═══ Data shown

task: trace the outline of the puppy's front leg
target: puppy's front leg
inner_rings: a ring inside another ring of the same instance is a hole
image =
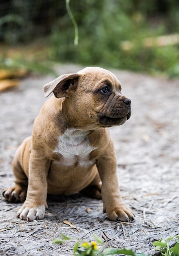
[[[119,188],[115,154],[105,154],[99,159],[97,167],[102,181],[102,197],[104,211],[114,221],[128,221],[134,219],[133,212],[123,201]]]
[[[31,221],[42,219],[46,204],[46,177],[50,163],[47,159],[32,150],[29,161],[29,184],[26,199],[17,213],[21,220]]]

══════
═══ Data shown

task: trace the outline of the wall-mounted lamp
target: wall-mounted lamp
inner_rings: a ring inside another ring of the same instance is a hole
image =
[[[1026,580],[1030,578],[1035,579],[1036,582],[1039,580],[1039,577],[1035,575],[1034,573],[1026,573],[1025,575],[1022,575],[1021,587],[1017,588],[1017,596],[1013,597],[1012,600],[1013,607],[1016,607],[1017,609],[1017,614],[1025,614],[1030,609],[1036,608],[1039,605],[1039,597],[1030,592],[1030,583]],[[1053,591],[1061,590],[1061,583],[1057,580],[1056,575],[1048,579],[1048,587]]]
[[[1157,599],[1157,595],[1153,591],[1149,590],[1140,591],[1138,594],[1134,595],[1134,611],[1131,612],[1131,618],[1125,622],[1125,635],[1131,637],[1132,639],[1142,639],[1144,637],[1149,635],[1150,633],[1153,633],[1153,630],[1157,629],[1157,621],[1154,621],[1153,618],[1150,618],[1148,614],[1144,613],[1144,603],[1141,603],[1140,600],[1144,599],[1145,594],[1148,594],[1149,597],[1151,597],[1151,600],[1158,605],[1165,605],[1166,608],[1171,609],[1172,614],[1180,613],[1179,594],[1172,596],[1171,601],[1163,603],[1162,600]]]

══════

■ Written problem:
Count the lines in the entries above that contain the string "outline", matching case exactly, and reply with that number alone.

■ Exercise solution:
2